(Phrase grounding data)
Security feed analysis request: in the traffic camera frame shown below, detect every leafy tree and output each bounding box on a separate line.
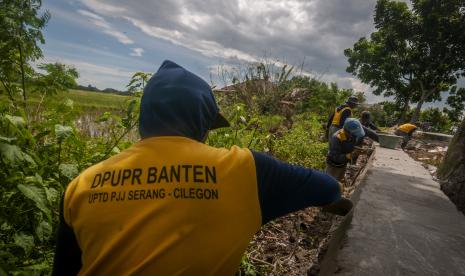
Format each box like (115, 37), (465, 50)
(420, 107), (452, 132)
(34, 63), (79, 95)
(32, 63), (79, 114)
(0, 0), (50, 110)
(127, 72), (152, 95)
(345, 0), (465, 122)
(443, 86), (465, 122)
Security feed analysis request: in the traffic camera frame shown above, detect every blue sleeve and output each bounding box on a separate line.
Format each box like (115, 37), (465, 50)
(363, 126), (379, 142)
(369, 122), (380, 131)
(252, 151), (341, 225)
(339, 109), (352, 127)
(52, 195), (82, 276)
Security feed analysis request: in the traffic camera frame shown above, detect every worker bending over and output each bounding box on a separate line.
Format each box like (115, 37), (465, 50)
(360, 111), (379, 131)
(52, 60), (352, 276)
(395, 123), (418, 149)
(326, 118), (377, 183)
(327, 96), (359, 140)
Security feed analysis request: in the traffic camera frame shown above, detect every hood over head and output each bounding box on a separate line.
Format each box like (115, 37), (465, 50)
(343, 118), (365, 140)
(139, 60), (229, 141)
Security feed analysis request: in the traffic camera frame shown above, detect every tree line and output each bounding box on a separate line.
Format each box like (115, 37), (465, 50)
(345, 0), (465, 123)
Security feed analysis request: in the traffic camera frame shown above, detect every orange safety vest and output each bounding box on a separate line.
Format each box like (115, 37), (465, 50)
(332, 106), (352, 126)
(64, 136), (261, 275)
(398, 123), (417, 134)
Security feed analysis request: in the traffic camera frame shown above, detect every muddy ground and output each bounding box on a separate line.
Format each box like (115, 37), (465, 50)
(241, 140), (374, 275)
(404, 135), (449, 179)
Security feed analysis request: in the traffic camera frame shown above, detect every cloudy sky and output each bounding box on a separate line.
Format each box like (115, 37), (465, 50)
(41, 0), (388, 101)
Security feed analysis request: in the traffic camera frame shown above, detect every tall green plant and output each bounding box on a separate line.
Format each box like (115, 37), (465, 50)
(0, 0), (50, 111)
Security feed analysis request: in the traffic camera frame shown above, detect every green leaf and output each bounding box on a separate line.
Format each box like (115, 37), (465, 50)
(59, 163), (79, 180)
(22, 261), (50, 271)
(13, 233), (34, 255)
(17, 184), (51, 221)
(0, 143), (36, 166)
(5, 115), (25, 128)
(45, 187), (59, 205)
(54, 124), (73, 141)
(35, 221), (52, 242)
(1, 222), (12, 232)
(97, 111), (111, 122)
(0, 136), (16, 143)
(65, 98), (74, 108)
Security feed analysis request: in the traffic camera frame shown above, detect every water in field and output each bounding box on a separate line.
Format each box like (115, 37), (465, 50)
(75, 110), (140, 142)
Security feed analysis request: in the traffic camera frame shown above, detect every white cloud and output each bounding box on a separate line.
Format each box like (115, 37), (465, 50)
(77, 9), (134, 45)
(130, 47), (144, 57)
(78, 0), (379, 92)
(124, 17), (258, 62)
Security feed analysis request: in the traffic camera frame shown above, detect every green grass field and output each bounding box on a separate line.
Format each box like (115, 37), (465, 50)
(0, 89), (131, 110)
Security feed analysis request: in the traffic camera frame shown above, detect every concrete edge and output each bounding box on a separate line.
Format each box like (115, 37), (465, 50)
(318, 146), (377, 276)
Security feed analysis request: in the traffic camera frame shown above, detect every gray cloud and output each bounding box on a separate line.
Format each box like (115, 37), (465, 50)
(80, 0), (379, 91)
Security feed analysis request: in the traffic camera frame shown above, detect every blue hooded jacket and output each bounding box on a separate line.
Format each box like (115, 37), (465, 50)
(139, 60), (228, 141)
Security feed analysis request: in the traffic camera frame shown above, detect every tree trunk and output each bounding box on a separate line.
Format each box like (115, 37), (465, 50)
(411, 96), (425, 123)
(0, 79), (16, 107)
(398, 99), (410, 124)
(18, 44), (27, 110)
(437, 118), (465, 215)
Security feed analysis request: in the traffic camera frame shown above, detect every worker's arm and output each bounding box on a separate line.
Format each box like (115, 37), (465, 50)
(369, 122), (380, 131)
(408, 128), (417, 137)
(252, 151), (346, 225)
(52, 196), (82, 276)
(339, 109), (352, 127)
(362, 126), (379, 142)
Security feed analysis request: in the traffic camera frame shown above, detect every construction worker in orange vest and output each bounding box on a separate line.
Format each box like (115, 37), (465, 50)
(52, 60), (352, 275)
(395, 123), (418, 149)
(327, 96), (359, 140)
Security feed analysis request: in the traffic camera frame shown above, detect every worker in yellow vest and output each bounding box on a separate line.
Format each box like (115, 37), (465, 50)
(326, 118), (378, 183)
(52, 60), (352, 276)
(327, 96), (359, 140)
(395, 123), (418, 149)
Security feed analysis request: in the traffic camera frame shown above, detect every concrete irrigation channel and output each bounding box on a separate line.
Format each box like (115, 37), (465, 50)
(319, 144), (465, 275)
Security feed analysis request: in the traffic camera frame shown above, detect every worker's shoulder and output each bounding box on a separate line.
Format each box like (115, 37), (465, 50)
(204, 144), (253, 161)
(336, 104), (351, 112)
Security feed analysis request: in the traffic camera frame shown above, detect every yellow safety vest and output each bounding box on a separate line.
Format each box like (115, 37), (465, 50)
(398, 123), (417, 134)
(64, 136), (261, 275)
(336, 130), (352, 161)
(336, 129), (348, 142)
(332, 106), (352, 126)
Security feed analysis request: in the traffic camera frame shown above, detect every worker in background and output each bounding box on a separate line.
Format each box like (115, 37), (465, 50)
(327, 96), (359, 140)
(395, 123), (418, 149)
(52, 60), (352, 276)
(360, 111), (379, 131)
(326, 118), (377, 183)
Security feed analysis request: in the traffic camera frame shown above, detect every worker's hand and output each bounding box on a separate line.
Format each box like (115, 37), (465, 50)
(321, 198), (353, 216)
(353, 147), (364, 154)
(345, 153), (352, 161)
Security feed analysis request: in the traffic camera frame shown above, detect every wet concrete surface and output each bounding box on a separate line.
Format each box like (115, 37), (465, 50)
(331, 147), (465, 276)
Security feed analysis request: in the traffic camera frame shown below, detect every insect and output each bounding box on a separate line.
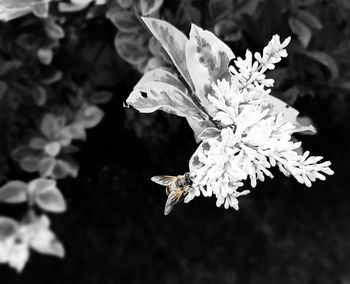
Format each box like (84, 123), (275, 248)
(151, 173), (194, 215)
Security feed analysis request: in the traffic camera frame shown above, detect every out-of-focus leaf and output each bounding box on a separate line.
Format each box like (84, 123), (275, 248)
(289, 17), (312, 48)
(29, 216), (65, 257)
(0, 217), (18, 240)
(114, 32), (149, 65)
(336, 0), (350, 11)
(58, 0), (91, 12)
(268, 68), (288, 88)
(40, 114), (61, 139)
(90, 91), (113, 104)
(214, 20), (242, 42)
(30, 179), (66, 213)
(296, 10), (323, 30)
(141, 17), (194, 90)
(0, 181), (27, 203)
(298, 0), (317, 5)
(33, 85), (47, 106)
(44, 141), (61, 157)
(51, 159), (78, 179)
(38, 156), (56, 178)
(37, 48), (53, 65)
(117, 0), (133, 9)
(45, 19), (65, 40)
(31, 1), (50, 18)
(40, 71), (63, 85)
(12, 146), (38, 162)
(76, 106), (104, 128)
(0, 81), (8, 100)
(29, 137), (47, 150)
(140, 0), (163, 16)
(16, 34), (41, 51)
(305, 51), (339, 80)
(208, 0), (233, 21)
(20, 156), (41, 172)
(60, 124), (86, 142)
(31, 230), (65, 257)
(0, 60), (22, 77)
(232, 0), (264, 20)
(28, 178), (54, 195)
(186, 24), (235, 116)
(106, 7), (142, 32)
(281, 86), (299, 105)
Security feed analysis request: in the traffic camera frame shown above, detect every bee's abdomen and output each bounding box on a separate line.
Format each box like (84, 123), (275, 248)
(166, 185), (172, 195)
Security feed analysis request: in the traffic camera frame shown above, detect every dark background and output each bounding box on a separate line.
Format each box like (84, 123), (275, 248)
(1, 84), (349, 284)
(1, 0), (350, 283)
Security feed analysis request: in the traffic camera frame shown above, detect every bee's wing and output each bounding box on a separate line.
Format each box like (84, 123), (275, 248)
(164, 191), (178, 215)
(151, 175), (175, 186)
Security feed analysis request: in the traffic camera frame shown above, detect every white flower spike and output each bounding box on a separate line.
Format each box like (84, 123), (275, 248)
(127, 17), (333, 213)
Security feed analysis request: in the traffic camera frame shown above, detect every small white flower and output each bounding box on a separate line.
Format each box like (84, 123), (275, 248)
(189, 53), (333, 209)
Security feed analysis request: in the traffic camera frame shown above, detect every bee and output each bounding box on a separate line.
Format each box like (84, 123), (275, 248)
(151, 173), (193, 215)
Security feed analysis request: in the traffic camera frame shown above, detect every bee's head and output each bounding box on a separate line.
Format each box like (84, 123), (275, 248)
(184, 173), (193, 186)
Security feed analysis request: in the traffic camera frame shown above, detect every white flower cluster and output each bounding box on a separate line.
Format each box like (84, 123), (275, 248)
(188, 36), (334, 209)
(0, 215), (64, 272)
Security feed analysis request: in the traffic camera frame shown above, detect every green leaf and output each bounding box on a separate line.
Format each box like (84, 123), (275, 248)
(0, 217), (18, 240)
(289, 17), (312, 48)
(296, 10), (323, 30)
(141, 17), (194, 90)
(0, 181), (27, 203)
(305, 51), (339, 80)
(186, 23), (235, 116)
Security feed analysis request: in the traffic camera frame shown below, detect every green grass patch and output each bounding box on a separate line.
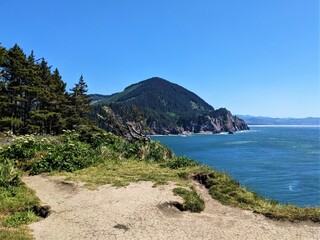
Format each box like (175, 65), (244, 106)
(3, 211), (39, 228)
(0, 185), (40, 214)
(205, 171), (320, 222)
(0, 227), (34, 240)
(60, 159), (188, 188)
(0, 184), (40, 239)
(173, 187), (205, 212)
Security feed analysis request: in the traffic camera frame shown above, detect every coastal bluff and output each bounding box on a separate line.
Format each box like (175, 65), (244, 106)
(91, 77), (249, 136)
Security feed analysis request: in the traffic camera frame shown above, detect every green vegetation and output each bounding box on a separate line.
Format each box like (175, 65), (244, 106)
(3, 211), (39, 228)
(0, 44), (91, 135)
(0, 183), (40, 240)
(0, 227), (34, 240)
(3, 127), (319, 222)
(93, 77), (216, 133)
(92, 77), (249, 135)
(173, 187), (205, 212)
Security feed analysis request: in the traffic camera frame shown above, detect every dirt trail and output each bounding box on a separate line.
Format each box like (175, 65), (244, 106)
(23, 175), (319, 240)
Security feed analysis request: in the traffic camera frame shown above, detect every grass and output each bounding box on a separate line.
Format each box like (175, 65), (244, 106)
(0, 185), (40, 214)
(0, 184), (40, 240)
(59, 158), (201, 188)
(2, 211), (39, 228)
(0, 227), (34, 240)
(205, 171), (320, 222)
(173, 187), (205, 212)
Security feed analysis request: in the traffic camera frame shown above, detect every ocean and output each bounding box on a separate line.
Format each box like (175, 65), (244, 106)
(151, 126), (320, 207)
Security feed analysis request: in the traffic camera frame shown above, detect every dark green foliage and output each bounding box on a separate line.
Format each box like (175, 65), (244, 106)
(72, 125), (121, 149)
(173, 187), (205, 212)
(0, 135), (53, 171)
(30, 138), (97, 174)
(0, 43), (91, 135)
(67, 75), (92, 128)
(0, 128), (174, 175)
(92, 77), (249, 134)
(93, 77), (216, 133)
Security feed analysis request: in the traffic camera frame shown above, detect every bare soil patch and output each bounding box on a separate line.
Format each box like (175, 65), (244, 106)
(24, 175), (319, 240)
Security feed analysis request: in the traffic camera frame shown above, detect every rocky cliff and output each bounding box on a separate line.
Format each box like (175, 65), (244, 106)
(147, 108), (249, 135)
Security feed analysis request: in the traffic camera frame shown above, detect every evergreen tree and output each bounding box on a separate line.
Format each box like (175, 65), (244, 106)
(1, 44), (28, 133)
(0, 46), (11, 132)
(0, 44), (93, 135)
(46, 68), (67, 134)
(67, 75), (91, 128)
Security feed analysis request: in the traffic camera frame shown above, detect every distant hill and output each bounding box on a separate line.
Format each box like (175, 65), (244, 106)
(92, 77), (249, 135)
(89, 94), (110, 104)
(237, 115), (320, 125)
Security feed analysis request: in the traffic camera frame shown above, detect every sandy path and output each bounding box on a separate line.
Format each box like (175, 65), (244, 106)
(23, 175), (319, 240)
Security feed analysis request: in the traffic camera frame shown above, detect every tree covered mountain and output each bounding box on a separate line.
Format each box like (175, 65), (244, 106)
(93, 77), (249, 135)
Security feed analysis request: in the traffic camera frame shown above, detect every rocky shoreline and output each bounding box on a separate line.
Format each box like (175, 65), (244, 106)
(146, 110), (249, 135)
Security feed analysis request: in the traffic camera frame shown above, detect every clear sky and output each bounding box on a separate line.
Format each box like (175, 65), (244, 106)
(1, 0), (319, 118)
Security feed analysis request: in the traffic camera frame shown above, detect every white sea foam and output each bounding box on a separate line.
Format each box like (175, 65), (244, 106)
(226, 141), (255, 145)
(250, 125), (320, 128)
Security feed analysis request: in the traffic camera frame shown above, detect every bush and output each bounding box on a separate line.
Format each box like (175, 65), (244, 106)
(0, 135), (40, 160)
(0, 158), (20, 188)
(30, 140), (98, 174)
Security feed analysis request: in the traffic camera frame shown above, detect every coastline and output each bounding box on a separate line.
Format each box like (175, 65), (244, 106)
(148, 130), (251, 137)
(249, 125), (320, 128)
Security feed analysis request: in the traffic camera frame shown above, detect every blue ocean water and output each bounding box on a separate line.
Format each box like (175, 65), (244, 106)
(151, 126), (320, 207)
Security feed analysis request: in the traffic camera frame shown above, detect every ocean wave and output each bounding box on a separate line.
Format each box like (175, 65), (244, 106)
(225, 141), (256, 145)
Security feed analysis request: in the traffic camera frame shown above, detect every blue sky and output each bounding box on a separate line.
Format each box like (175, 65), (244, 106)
(1, 0), (319, 117)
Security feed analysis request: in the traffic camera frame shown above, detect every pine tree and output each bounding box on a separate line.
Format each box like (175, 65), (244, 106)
(0, 44), (94, 135)
(0, 45), (11, 132)
(1, 44), (28, 133)
(67, 75), (91, 128)
(46, 68), (67, 134)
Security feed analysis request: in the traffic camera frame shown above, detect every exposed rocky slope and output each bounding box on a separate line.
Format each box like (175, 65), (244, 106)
(92, 77), (249, 136)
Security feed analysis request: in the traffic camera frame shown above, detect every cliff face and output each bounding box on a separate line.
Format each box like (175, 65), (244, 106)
(93, 77), (249, 136)
(147, 108), (249, 135)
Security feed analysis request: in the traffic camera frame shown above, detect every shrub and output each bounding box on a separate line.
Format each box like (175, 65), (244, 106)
(30, 140), (98, 174)
(0, 135), (39, 160)
(133, 141), (173, 162)
(0, 158), (20, 188)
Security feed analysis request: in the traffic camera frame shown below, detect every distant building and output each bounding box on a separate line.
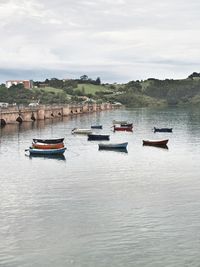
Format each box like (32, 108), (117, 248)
(0, 102), (9, 108)
(6, 80), (33, 89)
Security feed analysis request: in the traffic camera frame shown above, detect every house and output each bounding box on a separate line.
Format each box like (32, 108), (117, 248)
(0, 102), (9, 108)
(6, 80), (33, 89)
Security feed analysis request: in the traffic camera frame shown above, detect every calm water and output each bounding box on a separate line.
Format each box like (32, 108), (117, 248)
(1, 107), (200, 267)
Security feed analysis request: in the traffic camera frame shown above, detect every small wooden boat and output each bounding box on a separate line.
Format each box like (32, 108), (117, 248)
(33, 138), (64, 144)
(72, 128), (93, 134)
(98, 142), (128, 150)
(88, 134), (110, 141)
(26, 147), (66, 155)
(154, 127), (173, 133)
(143, 139), (169, 146)
(91, 125), (103, 129)
(32, 142), (64, 149)
(113, 120), (127, 125)
(120, 123), (133, 127)
(113, 125), (133, 132)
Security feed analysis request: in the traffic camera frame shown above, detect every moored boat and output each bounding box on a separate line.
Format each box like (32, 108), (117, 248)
(98, 142), (128, 150)
(154, 127), (173, 133)
(113, 125), (133, 132)
(88, 134), (110, 141)
(32, 142), (64, 149)
(113, 120), (127, 125)
(72, 128), (93, 134)
(26, 147), (66, 155)
(143, 139), (169, 146)
(33, 138), (64, 144)
(120, 123), (133, 127)
(91, 125), (103, 129)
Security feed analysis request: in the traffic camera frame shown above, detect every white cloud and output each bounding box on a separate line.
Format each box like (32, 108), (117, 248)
(0, 0), (200, 83)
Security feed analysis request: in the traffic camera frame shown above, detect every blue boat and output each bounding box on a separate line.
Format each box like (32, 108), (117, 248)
(154, 127), (173, 133)
(98, 142), (128, 150)
(26, 147), (66, 155)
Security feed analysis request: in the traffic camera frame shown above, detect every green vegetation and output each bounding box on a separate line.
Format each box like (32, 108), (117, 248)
(33, 86), (63, 94)
(76, 84), (112, 95)
(1, 72), (200, 107)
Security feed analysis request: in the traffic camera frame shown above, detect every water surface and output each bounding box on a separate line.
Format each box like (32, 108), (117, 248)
(1, 107), (200, 267)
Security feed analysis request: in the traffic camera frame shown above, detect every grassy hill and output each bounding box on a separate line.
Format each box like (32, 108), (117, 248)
(2, 75), (200, 107)
(76, 83), (113, 95)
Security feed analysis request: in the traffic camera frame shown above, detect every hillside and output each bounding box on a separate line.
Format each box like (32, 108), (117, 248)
(1, 73), (200, 107)
(111, 77), (200, 107)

Required action – Your answer should consist of each line of the data above in which the word "boat" occurs.

Written answer –
Security feed analysis request: in the traffic camera frame shown above, detect every small wooden boat and output each bounding box on a separate line.
Security feed analysis request: in the traffic camera frame shown above, detect every moored boat and output each bounding box on a separate line.
Security feed analysis request: in the traffic camera frame shown above, detect every blue boat and output each bounding box on a separate line.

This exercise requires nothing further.